__Goal__
Could you arrange the lines of the records, starting at the one containing "Task: If you could identify the ragalahari" and ending at the one containing "point(525, 513)", both included, as a numbered list with blank lines left out and nothing else from the records?

*** Records shown ***

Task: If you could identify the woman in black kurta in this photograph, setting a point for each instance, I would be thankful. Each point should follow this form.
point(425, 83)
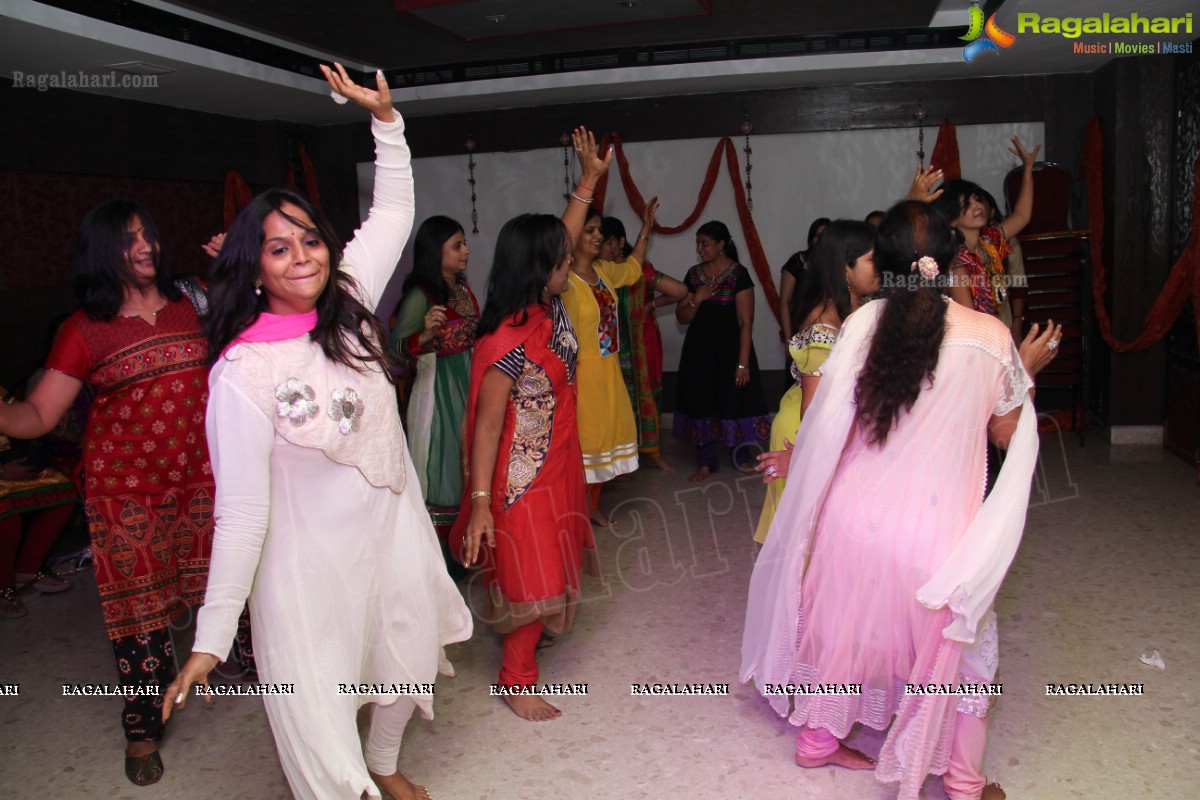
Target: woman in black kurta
point(719, 394)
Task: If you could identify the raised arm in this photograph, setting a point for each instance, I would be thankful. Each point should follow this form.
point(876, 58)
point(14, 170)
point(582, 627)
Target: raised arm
point(43, 408)
point(372, 253)
point(1023, 210)
point(594, 168)
point(643, 235)
point(1036, 352)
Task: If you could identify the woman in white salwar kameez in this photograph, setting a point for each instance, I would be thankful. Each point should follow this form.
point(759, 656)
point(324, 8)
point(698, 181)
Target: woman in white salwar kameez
point(319, 515)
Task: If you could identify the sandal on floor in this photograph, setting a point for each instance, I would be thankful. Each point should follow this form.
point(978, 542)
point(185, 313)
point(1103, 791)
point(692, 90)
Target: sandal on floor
point(143, 770)
point(11, 606)
point(45, 582)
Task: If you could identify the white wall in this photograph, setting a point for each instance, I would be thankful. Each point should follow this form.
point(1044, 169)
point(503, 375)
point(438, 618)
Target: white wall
point(796, 179)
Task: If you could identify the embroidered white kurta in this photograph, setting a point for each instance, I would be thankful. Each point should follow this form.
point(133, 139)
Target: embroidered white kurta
point(323, 527)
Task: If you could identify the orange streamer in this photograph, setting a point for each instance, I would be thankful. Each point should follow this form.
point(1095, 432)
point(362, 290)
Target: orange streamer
point(749, 230)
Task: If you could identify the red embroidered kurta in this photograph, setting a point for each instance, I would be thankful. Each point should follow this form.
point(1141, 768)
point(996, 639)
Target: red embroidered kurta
point(148, 486)
point(543, 533)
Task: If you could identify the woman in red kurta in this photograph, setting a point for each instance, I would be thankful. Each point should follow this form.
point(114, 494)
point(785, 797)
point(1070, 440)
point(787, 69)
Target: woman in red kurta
point(148, 488)
point(525, 516)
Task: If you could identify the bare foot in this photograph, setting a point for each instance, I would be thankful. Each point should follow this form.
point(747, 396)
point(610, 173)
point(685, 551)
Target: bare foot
point(141, 749)
point(532, 708)
point(844, 756)
point(400, 787)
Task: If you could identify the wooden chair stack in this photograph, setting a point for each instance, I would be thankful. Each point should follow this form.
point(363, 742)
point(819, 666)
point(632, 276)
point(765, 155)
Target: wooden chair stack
point(1059, 287)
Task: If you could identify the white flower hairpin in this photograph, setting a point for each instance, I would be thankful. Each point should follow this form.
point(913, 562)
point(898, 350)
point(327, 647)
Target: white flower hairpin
point(928, 266)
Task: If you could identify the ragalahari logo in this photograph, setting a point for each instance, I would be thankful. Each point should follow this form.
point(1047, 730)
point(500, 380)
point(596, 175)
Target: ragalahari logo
point(996, 37)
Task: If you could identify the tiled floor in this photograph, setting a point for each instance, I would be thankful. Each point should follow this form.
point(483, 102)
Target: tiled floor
point(1108, 570)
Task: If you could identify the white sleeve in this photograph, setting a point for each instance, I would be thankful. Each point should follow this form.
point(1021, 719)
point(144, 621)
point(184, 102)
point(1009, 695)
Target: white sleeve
point(240, 441)
point(373, 252)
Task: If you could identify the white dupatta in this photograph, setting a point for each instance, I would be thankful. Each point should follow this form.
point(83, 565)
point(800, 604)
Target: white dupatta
point(967, 582)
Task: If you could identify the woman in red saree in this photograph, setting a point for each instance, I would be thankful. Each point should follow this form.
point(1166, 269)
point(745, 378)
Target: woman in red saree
point(148, 488)
point(525, 513)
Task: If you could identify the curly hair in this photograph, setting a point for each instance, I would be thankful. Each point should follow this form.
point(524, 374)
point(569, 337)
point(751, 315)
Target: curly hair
point(841, 245)
point(528, 250)
point(101, 269)
point(427, 245)
point(905, 347)
point(347, 331)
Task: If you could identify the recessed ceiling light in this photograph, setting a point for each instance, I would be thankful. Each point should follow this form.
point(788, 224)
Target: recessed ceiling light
point(139, 68)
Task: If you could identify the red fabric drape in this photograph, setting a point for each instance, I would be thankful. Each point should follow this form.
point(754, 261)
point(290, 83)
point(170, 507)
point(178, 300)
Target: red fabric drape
point(1183, 278)
point(946, 151)
point(749, 230)
point(237, 196)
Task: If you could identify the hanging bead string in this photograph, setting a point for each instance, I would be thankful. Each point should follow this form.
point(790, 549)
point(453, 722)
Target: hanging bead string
point(565, 140)
point(921, 133)
point(748, 128)
point(471, 172)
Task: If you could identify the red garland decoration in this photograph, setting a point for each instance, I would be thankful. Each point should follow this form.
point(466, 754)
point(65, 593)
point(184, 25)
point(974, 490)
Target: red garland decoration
point(946, 151)
point(310, 176)
point(1185, 277)
point(237, 198)
point(754, 245)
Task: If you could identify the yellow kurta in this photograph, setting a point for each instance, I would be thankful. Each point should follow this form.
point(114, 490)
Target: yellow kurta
point(809, 350)
point(607, 427)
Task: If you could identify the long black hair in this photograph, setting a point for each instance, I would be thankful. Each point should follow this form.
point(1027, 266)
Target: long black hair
point(101, 269)
point(346, 330)
point(954, 200)
point(527, 252)
point(825, 280)
point(905, 347)
point(719, 232)
point(427, 245)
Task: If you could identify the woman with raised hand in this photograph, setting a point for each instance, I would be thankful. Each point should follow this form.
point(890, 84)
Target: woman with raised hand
point(840, 274)
point(641, 342)
point(607, 426)
point(148, 487)
point(525, 516)
point(977, 274)
point(321, 521)
point(883, 560)
point(719, 395)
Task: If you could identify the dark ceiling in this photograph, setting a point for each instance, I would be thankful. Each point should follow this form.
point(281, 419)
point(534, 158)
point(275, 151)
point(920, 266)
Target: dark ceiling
point(373, 32)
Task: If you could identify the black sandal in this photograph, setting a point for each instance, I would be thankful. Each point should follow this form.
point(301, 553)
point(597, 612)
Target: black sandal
point(143, 770)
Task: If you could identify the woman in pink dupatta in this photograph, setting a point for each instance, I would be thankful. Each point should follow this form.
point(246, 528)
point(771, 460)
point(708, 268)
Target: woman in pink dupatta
point(883, 560)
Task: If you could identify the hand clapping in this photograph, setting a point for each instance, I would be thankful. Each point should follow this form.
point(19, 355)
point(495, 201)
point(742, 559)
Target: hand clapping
point(377, 101)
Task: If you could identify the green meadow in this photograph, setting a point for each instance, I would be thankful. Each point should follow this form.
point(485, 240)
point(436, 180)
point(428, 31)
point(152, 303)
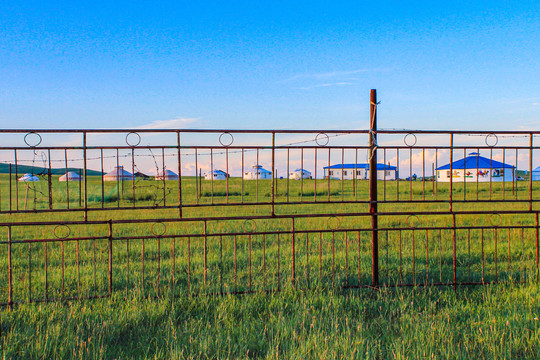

***

__Complete response__
1. Task: If you could identify the ragalahari logo in this photograph, setting a point for each instance, I would be thankful. Each point should follow this form.
2. point(1047, 730)
3. point(500, 380)
4. point(596, 175)
5. Target: ragalahari logo
6. point(996, 37)
7. Task: If you could identify the tiled floor in this photograph, setting a point for each instance, I would be thankful. Each point should follow this form.
8. point(483, 102)
9. Target: tiled floor
10. point(1108, 570)
11. Task: If you could identify the white sleeve in this photograph, setting a point for each instance, I would be thankful. Each point should follow this form.
12. point(1021, 719)
13. point(144, 621)
14. point(184, 102)
15. point(1009, 695)
16. Target: white sleeve
17. point(240, 441)
18. point(373, 252)
19. Task: If you could identify the white dupatta in this photograph, setting a point for each instance, I would be thankful. Each point should follow this form.
20. point(83, 565)
21. point(800, 604)
22. Target: white dupatta
23. point(967, 582)
24. Task: If you could identify the woman in red saree in this photograph, setting a point for each instance, I would be thankful. Each point should follow this form.
25. point(1166, 269)
26. point(745, 378)
27. Target: woman in red saree
28. point(148, 488)
29. point(525, 513)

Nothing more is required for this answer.